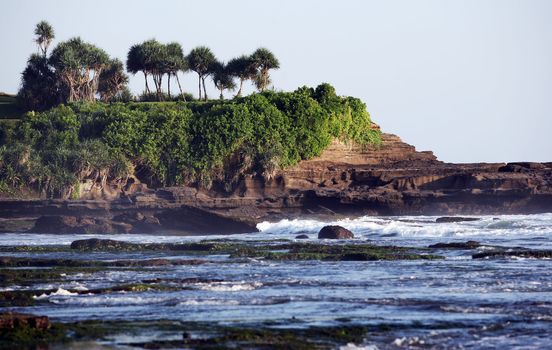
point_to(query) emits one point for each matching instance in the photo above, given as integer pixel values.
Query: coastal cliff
(390, 179)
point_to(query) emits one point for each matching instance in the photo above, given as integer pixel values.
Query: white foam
(202, 302)
(228, 286)
(352, 346)
(59, 292)
(420, 226)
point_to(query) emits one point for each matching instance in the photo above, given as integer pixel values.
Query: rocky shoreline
(392, 179)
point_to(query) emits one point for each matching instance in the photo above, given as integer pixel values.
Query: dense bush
(172, 143)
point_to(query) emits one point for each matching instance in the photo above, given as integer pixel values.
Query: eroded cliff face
(392, 179)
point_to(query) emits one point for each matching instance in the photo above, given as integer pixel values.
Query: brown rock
(457, 245)
(335, 232)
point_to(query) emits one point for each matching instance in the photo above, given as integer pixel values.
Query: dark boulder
(101, 244)
(537, 254)
(335, 232)
(446, 219)
(140, 223)
(457, 245)
(15, 321)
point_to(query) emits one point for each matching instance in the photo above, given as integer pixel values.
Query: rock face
(335, 232)
(391, 179)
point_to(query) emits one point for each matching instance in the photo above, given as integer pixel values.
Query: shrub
(174, 143)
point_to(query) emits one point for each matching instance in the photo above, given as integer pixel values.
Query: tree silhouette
(79, 65)
(242, 68)
(222, 78)
(112, 80)
(201, 60)
(264, 60)
(44, 36)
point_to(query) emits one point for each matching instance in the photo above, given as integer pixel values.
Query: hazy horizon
(470, 80)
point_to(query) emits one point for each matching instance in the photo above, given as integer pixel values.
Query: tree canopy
(44, 36)
(202, 61)
(264, 60)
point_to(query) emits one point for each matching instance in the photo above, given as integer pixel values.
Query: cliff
(391, 179)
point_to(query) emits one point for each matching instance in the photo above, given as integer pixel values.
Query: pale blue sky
(469, 79)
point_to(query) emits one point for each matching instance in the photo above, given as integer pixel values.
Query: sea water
(457, 302)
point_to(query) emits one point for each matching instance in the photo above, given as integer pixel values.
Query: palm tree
(136, 62)
(201, 60)
(79, 66)
(264, 60)
(222, 78)
(175, 62)
(112, 80)
(154, 62)
(241, 67)
(44, 36)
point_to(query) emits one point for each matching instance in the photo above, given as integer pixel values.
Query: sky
(470, 80)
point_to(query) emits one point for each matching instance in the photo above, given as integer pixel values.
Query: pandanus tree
(202, 61)
(264, 60)
(242, 68)
(44, 36)
(136, 62)
(79, 65)
(154, 53)
(174, 63)
(39, 86)
(112, 80)
(222, 78)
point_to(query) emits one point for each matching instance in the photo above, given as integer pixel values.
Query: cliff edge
(390, 179)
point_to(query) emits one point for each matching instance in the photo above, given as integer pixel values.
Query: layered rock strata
(392, 179)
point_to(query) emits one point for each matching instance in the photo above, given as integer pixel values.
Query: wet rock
(335, 232)
(139, 222)
(101, 244)
(78, 225)
(521, 167)
(538, 254)
(14, 321)
(446, 219)
(457, 245)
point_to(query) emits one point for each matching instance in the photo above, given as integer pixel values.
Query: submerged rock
(456, 245)
(101, 244)
(539, 254)
(446, 219)
(335, 232)
(14, 321)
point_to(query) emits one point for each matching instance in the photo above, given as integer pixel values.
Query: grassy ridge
(202, 144)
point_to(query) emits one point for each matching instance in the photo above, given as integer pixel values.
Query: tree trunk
(241, 86)
(146, 79)
(169, 86)
(199, 98)
(204, 90)
(179, 87)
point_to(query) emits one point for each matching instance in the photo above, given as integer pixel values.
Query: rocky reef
(390, 179)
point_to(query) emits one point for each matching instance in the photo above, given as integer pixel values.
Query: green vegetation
(198, 143)
(195, 335)
(164, 144)
(271, 250)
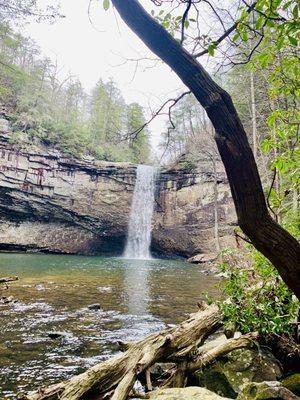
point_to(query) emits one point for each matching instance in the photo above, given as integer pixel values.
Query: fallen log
(9, 279)
(114, 378)
(119, 373)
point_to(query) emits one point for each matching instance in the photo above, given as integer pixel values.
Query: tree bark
(253, 217)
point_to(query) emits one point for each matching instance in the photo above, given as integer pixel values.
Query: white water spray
(139, 227)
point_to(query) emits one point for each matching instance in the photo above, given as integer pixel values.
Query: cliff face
(55, 204)
(192, 206)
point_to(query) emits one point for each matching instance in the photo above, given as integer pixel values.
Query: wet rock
(188, 393)
(228, 375)
(56, 334)
(4, 125)
(92, 218)
(203, 258)
(292, 383)
(94, 307)
(7, 300)
(266, 391)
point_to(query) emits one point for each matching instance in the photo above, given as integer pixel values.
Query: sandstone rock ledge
(52, 203)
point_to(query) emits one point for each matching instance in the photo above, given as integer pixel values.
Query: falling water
(139, 227)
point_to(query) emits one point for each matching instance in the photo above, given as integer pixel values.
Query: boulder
(203, 258)
(56, 334)
(292, 383)
(228, 375)
(189, 393)
(4, 125)
(94, 307)
(266, 391)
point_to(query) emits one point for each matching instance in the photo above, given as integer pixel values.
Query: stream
(92, 302)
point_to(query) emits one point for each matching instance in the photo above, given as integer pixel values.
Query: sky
(99, 45)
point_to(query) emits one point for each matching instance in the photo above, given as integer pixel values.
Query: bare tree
(266, 235)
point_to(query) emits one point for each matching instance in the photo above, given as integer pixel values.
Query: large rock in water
(228, 375)
(52, 203)
(189, 393)
(266, 391)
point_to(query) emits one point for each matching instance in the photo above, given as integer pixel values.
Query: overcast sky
(101, 49)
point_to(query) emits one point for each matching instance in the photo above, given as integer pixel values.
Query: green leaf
(260, 22)
(106, 4)
(293, 41)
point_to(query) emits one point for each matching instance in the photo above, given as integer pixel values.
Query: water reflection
(134, 298)
(136, 286)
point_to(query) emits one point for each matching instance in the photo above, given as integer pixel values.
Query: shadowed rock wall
(55, 204)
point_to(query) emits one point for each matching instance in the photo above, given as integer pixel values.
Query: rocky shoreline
(56, 204)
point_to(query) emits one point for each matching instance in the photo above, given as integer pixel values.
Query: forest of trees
(47, 109)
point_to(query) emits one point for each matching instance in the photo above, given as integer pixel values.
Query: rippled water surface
(54, 293)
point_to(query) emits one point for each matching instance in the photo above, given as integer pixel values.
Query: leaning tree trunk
(266, 235)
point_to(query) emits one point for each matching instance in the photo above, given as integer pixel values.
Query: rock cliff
(52, 203)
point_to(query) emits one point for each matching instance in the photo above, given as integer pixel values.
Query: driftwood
(114, 378)
(8, 279)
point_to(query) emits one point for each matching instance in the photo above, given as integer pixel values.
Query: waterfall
(139, 227)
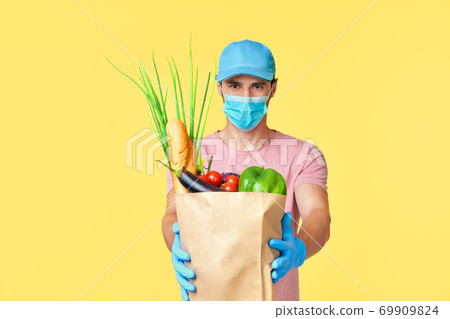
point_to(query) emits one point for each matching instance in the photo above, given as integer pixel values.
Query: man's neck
(246, 141)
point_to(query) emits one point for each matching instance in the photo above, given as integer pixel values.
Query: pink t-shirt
(299, 162)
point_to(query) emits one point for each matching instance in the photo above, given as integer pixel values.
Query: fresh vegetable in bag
(258, 179)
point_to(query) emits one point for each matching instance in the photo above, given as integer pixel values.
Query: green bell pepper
(258, 179)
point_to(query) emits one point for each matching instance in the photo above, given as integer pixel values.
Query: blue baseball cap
(246, 57)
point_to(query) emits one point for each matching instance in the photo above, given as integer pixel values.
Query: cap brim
(246, 70)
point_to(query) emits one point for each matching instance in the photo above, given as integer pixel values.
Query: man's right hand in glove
(182, 272)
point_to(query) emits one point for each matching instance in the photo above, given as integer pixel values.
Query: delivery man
(246, 82)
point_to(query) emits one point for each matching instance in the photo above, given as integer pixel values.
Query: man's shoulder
(302, 146)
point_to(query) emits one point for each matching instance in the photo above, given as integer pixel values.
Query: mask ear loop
(270, 92)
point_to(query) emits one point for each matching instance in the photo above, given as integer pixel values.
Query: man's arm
(312, 202)
(170, 218)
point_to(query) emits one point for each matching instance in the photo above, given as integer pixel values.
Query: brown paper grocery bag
(227, 235)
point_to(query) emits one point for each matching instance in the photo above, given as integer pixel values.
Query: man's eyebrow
(232, 82)
(259, 83)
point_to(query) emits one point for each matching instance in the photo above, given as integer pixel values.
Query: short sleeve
(169, 181)
(314, 169)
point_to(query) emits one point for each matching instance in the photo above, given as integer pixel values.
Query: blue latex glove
(292, 250)
(182, 272)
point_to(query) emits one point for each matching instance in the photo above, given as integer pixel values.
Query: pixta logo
(142, 147)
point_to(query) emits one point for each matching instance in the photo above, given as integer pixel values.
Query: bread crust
(181, 152)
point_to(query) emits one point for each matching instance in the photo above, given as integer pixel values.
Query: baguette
(181, 152)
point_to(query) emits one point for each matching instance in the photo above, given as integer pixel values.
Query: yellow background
(376, 104)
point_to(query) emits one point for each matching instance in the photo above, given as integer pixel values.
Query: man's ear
(274, 87)
(218, 89)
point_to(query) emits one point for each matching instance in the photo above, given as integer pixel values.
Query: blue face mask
(245, 112)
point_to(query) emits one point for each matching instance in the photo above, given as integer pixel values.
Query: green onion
(157, 113)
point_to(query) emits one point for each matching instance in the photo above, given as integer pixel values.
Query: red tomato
(230, 187)
(214, 177)
(232, 180)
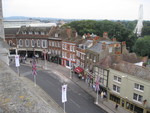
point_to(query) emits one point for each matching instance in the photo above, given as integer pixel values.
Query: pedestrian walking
(116, 107)
(102, 94)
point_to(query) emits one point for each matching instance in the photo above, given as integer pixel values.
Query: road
(78, 101)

** The problem **
Set down exactly and only the lines from the line that contains "Query: man's arm" through the last line of the entries above, with both of those lines included and the pictures left out.

** Task output **
Query: man's arm
(312, 202)
(170, 218)
point_to(query) emits one point for each matching instance in the photo above, given as integer pixel values.
Query: brown paper grocery bag
(227, 235)
point_to(query) emits one point for each matching instance in the photo above, given as integer pixel values.
Query: man's eyebrow
(232, 82)
(259, 83)
point_to(query) emits one point for each matching instance in the photo above, given as integer pixel values.
Query: short sleeve
(169, 181)
(314, 169)
point_to(query) emits one point for each matching instance in the photo above, given as integer pixel values.
Query: blue latex glove
(292, 250)
(182, 272)
point_to(query) emits one point for each matching instance in the photo above, given as integer pixel values.
Query: pixta logo
(142, 147)
point_to(query) emits one point for each matching instance in the photo above, given as integer pixel values.
Query: bread crust
(181, 152)
point_to(query) emits one point for each matching instance in the photo above, given as integer pixel values.
Query: baguette
(181, 152)
point_to(query) emits one point for each matching instance in the photo above, given as integer pixel values.
Query: yellow background
(376, 104)
point_to(query) emits one point for each matching instance in the photo above, given as integer pixel values.
Query: man's ear
(274, 87)
(218, 89)
point_to(query) emits one point for each matching instance in the photo above, given as integer pixel values.
Query: blue face mask
(245, 112)
point_to(query) emits one point for each matching instance in the photo above, given as integer pixel values.
Query: green onion
(157, 113)
point_to(query) emits one point for each matching instance in the photo above, given as integer pixel values.
Query: red tomato
(230, 187)
(214, 177)
(232, 180)
point_to(query) emits one point for each matching instance in the photo above, given as integer pixel values.
Query: pedestrian walking
(116, 107)
(102, 94)
point_to(query) emits one point for each matching instance in the photo above, given as integer pixel values.
Query: road
(78, 101)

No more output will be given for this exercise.